-------- Text --------

The tradeoff is that Helgrind must abort the run if the program
creates more than 2^20 (1.0e+6) threads or performs more than 2^44
(1.76e+13) synchronisation events. Neither of these seem like a
significant limitation in practice. It's easy to argue that a limit
of 2^44 synch events would take at a minimum, several CPU months on a
very fast machine.
Julian Seward [Wed, 23 Feb 2011 13:30:53 +0000 (13:30 +0000)]
A scalability fix for Helgrind for running large workloads. When
creating new vector timestamps (VTSs) via tick and join operations,
preallocate the underlying XArray of ScalarTSs (scalar timestamps) at
the likely final size, using new function VG_(newSizedXA) introduced
in r11558. This reduces overall heap turnover (in VG_AR_TOOL) by a
factor of several. Together with revs 11567 and 11568, it mitigates
the worst-case performance falloff in long runs that involve lots of
threads and lots of synchronisation events (a.k.a Vector timestamps).

-------- Supplied information --------

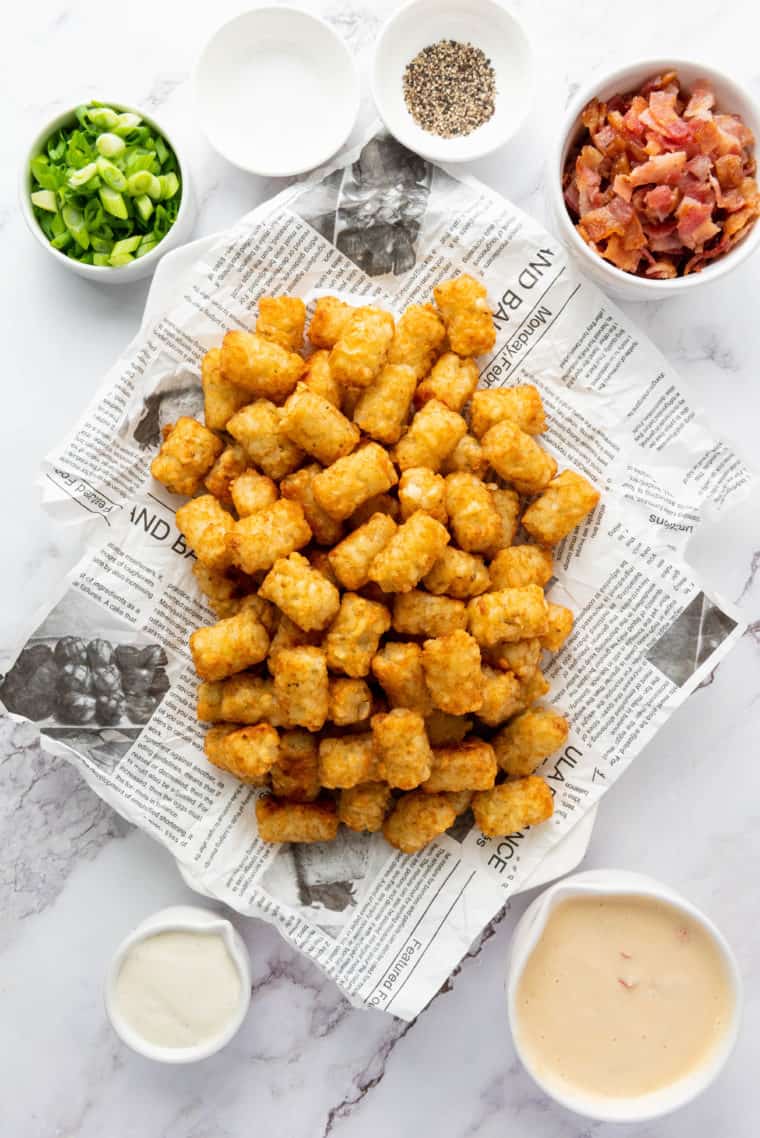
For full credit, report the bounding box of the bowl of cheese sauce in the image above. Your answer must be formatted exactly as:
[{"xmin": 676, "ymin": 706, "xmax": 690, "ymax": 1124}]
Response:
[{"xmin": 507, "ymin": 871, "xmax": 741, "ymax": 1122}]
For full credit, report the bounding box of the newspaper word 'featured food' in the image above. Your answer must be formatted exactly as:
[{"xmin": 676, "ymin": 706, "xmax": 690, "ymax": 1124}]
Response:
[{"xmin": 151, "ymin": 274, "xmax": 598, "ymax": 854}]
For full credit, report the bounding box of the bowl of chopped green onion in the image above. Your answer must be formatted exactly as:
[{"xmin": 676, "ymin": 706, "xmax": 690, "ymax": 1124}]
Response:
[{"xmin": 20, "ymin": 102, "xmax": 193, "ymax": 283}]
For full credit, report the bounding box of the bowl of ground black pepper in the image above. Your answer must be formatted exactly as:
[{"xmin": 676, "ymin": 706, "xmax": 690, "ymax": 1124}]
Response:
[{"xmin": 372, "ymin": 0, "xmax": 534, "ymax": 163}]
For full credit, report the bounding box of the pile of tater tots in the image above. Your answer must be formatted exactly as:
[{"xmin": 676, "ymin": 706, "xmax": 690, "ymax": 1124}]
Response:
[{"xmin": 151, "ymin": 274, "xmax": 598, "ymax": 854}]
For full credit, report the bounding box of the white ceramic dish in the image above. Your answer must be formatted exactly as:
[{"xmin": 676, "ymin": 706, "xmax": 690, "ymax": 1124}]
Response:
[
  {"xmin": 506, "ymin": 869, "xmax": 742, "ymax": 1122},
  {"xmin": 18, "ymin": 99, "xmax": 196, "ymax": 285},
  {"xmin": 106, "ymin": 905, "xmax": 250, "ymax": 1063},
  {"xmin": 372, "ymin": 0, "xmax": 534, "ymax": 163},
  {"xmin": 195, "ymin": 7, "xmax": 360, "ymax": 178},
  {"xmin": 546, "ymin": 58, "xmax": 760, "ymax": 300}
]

--------
-------- Supplied information --------

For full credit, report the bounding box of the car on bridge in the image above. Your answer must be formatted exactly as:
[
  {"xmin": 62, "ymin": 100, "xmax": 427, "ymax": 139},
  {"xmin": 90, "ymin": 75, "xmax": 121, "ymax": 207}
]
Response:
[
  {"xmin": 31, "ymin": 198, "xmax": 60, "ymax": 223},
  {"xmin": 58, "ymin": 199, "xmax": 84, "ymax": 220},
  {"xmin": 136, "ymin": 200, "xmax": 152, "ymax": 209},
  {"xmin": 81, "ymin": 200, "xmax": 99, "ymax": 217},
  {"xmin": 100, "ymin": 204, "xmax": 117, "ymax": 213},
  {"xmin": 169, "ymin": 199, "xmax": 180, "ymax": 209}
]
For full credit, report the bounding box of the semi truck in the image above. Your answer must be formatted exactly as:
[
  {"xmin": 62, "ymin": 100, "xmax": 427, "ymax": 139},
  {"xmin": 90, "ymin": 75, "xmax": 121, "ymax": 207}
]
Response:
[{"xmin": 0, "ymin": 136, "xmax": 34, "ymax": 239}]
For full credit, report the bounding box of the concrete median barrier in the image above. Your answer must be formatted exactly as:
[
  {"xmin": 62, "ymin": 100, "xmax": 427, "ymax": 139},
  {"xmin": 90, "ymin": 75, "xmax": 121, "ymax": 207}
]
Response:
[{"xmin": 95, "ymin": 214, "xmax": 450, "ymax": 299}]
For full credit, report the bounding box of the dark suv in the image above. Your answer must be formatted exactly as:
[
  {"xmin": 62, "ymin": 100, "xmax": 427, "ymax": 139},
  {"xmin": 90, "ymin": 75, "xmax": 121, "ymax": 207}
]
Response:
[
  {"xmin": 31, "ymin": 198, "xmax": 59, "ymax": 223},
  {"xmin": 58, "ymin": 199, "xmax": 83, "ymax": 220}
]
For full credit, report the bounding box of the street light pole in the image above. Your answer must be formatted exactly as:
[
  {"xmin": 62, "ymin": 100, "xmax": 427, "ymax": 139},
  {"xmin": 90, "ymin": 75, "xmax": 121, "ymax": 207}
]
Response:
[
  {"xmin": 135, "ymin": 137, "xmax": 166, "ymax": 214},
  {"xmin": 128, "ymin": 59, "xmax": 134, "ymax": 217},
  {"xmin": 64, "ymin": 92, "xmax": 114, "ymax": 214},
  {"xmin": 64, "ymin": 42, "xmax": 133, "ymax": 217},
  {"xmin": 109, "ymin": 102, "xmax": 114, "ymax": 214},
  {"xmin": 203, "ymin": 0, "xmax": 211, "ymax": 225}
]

--------
-------- Supplied information --------

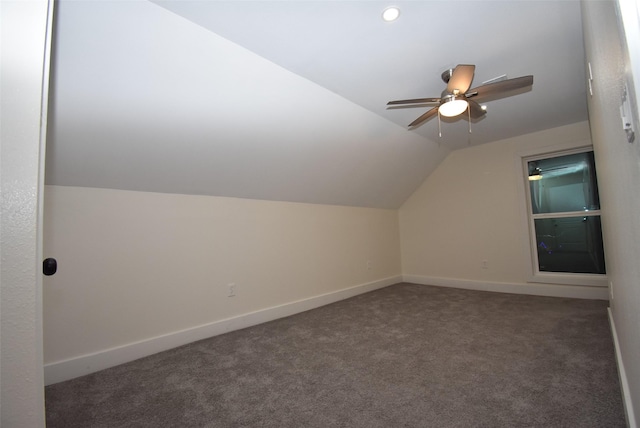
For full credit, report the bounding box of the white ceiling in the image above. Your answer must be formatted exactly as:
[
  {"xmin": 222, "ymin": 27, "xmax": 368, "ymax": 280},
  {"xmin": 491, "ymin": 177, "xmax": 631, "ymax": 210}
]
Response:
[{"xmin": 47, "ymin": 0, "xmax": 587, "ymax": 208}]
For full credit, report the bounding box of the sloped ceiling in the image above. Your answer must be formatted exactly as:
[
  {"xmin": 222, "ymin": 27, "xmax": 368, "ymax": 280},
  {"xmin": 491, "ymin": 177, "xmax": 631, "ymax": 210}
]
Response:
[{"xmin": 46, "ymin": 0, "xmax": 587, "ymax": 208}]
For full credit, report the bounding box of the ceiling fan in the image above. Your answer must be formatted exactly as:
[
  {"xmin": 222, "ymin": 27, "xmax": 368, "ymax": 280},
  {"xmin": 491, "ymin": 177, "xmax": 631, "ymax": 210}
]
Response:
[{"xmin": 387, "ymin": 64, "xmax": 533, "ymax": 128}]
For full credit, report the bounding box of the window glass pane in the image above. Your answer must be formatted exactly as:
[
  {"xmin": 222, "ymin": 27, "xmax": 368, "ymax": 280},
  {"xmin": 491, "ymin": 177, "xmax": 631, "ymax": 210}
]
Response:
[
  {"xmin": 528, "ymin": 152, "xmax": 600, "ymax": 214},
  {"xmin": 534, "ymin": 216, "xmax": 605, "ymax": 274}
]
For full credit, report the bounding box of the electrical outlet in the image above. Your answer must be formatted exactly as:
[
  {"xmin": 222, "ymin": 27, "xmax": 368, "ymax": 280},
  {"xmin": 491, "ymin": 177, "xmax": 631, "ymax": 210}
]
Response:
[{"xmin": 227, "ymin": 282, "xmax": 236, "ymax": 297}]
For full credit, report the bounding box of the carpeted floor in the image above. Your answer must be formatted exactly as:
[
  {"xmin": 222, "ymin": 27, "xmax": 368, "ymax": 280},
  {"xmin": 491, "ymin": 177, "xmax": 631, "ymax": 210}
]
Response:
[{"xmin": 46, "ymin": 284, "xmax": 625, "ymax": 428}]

--------

Work to complete => In the Helgrind text, print the passage that begins with the words "Julian Seward [Wed, 23" and stops after the words "(a.k.a Vector timestamps).".

Response to this task =>
Julian Seward [Wed, 23 Feb 2011 13:30:53 +0000 (13:30 +0000)]
A scalability fix for Helgrind for running large workloads. When
creating new vector timestamps (VTSs) via tick and join operations,
preallocate the underlying XArray of ScalarTSs (scalar timestamps) at
the likely final size, using new function VG_(newSizedXA) introduced
in r11558. This reduces overall heap turnover (in VG_AR_TOOL) by a
factor of several. Together with revs 11567 and 11568, it mitigates
the worst-case performance falloff in long runs that involve lots of
threads and lots of synchronisation events (a.k.a Vector timestamps).